▸ **EXTRAIT**
——

Tout homme meurt dans la dignité ! L’homme porte en lui sa dignité, celle d’être un être humain, né pour vivre dans la société humaine. Cette vie comporte nécessairement une fin. Quel que soit son état physique, l’homme, jusqu’à l’achèvement de sa vie, conserve sa dignité, qui appelle respect, soutien et solidarité. Il en était toujours ainsi, autrefois, dans nos familles. Il en est encore ainsi, dans la plupart des cultures traditionnelles. Malheureusement, aujourd’hui, dans nos sociétés modernes, la mort est rejetée, vécue comme un échec de la médecine, et survient trop souvent dans la solitude d’un hôpital ou d’une maison de retraite.
N’est-ce pas justement ce que refusent les tenants de l’euthanasie qui ont une autre conception de la dignité ? La Déclaration universelle des droits de l’homme reconnaît à chacun le droit fondamental d’être libre : pourquoi ne serait-il pas libre de choisir de mettre un terme à sa vie s’il l’estime « indigne » ?

——

▸ **SÉRIE D'EXERCICES**
#1 Rebaptisez "maison de retraite" en "résidence pour personnes âgées" dans le passage de l'extrait qui commence aux mots "Tout homme meurt" et s'arrête après "maison de retraite.", puis recopiez ce passage.
#2 Selon l'extrait, qu'appelle la dignité que l'homme conserve jusqu'à l'achèvement de sa vie ? Donnez tous les termes cités.
#3 D'après l'extrait, quel texte reconnaît à chacun le droit fondamental d'être libre ?
Les entrées proviennent d'une source distincte de l'extrait.

▸ **DONNÉES FOURNIES**
——

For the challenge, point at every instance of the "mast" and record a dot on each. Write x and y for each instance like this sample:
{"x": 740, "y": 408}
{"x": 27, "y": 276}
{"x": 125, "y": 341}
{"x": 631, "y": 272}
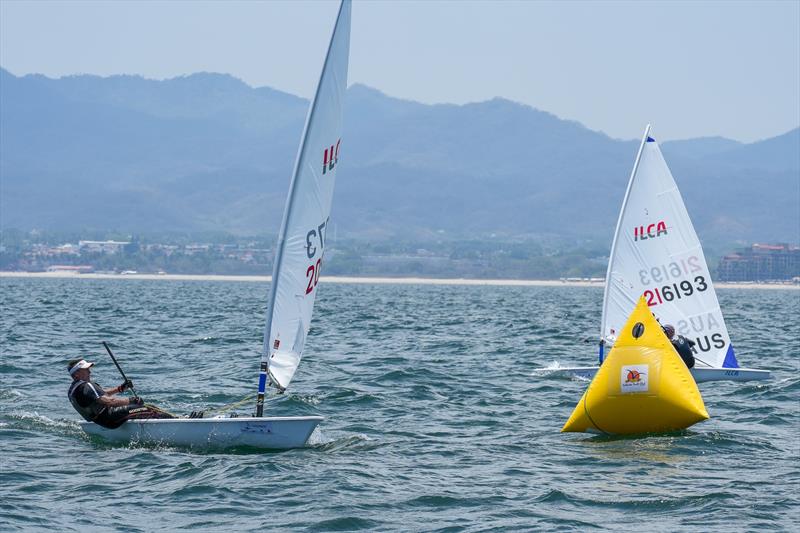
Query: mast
{"x": 264, "y": 372}
{"x": 616, "y": 236}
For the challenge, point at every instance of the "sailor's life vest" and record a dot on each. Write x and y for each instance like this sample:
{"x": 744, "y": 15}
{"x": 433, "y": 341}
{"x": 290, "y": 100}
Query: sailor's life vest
{"x": 83, "y": 396}
{"x": 684, "y": 348}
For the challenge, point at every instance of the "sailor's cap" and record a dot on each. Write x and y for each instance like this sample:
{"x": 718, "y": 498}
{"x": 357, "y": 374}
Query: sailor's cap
{"x": 79, "y": 365}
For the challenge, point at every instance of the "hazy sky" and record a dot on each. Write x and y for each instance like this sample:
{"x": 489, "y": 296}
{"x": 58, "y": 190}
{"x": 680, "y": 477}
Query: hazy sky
{"x": 690, "y": 68}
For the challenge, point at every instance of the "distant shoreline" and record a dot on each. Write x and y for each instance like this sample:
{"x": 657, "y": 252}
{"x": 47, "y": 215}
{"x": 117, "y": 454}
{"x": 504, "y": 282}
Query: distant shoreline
{"x": 368, "y": 280}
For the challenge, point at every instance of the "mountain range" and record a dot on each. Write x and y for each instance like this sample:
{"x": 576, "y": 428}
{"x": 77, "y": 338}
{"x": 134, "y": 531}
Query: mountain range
{"x": 206, "y": 152}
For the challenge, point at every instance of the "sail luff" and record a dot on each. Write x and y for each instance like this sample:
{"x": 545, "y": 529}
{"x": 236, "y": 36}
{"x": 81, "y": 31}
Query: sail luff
{"x": 616, "y": 236}
{"x": 291, "y": 202}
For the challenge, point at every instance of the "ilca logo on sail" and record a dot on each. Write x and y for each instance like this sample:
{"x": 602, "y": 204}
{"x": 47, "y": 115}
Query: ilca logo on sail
{"x": 653, "y": 230}
{"x": 331, "y": 157}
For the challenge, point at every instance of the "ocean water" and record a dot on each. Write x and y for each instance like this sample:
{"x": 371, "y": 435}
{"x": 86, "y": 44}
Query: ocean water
{"x": 435, "y": 416}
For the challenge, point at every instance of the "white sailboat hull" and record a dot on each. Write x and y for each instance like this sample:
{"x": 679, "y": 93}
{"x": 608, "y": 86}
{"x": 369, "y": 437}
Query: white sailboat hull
{"x": 273, "y": 433}
{"x": 700, "y": 375}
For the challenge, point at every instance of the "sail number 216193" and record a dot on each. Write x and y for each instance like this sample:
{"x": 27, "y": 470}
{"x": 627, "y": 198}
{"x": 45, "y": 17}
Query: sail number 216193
{"x": 315, "y": 242}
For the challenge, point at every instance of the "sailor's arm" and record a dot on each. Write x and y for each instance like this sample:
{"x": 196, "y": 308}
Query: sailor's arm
{"x": 110, "y": 401}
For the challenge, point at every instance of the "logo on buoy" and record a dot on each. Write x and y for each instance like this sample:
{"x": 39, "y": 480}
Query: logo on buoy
{"x": 634, "y": 378}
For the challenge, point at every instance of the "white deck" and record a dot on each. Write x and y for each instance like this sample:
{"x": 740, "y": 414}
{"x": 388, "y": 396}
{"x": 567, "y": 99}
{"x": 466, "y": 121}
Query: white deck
{"x": 274, "y": 433}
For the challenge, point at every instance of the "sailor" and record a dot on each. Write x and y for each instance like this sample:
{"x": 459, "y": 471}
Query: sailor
{"x": 99, "y": 405}
{"x": 682, "y": 345}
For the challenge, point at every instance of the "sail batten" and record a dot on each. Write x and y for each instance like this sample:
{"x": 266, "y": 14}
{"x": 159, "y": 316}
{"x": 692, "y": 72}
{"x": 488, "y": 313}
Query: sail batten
{"x": 656, "y": 254}
{"x": 302, "y": 238}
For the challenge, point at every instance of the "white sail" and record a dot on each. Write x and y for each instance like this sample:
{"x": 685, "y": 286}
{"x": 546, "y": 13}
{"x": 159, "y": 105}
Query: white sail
{"x": 303, "y": 236}
{"x": 656, "y": 253}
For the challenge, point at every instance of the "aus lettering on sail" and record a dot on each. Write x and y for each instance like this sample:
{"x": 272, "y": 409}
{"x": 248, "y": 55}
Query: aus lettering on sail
{"x": 651, "y": 231}
{"x": 706, "y": 330}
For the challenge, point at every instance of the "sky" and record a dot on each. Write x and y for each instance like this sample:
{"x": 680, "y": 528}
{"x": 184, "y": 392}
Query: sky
{"x": 691, "y": 69}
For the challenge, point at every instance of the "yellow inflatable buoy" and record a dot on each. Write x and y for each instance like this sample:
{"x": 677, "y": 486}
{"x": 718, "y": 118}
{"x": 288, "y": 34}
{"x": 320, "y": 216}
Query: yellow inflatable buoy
{"x": 643, "y": 386}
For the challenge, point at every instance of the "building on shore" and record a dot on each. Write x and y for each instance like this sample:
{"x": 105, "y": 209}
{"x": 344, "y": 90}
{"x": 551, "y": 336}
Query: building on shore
{"x": 103, "y": 247}
{"x": 761, "y": 262}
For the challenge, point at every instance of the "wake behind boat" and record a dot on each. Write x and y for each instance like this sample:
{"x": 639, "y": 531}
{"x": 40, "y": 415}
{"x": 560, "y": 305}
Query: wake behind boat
{"x": 656, "y": 254}
{"x": 299, "y": 255}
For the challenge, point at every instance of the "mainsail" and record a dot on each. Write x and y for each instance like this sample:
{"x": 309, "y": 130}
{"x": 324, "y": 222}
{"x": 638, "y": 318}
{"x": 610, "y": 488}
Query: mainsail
{"x": 303, "y": 235}
{"x": 656, "y": 253}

——

▸ **RÉPONSES ATTENDUES**
#1
Tout homme meurt dans la dignité ! L’homme porte en lui sa dignité, celle d’être un être humain, né pour vivre dans la société humaine. Cette vie comporte nécessairement une fin. Quel que soit son état physique, l’homme, jusqu’à l’achèvement de sa vie, conserve sa dignité, qui appelle respect, soutien et solidarité. Il en était toujours ainsi, autrefois, dans nos familles. Il en est encore ainsi, dans la plupart des cultures traditionnelles. Malheureusement, aujourd’hui, dans nos sociétés modernes, la mort est rejetée, vécue comme un échec de la médecine, et survient trop souvent dans la solitude d’un hôpital ou d’une résidence pour personnes âgées.

#2 Le respect, le soutien et la solidarité.

#3 La Déclaration universelle des droits de l'homme.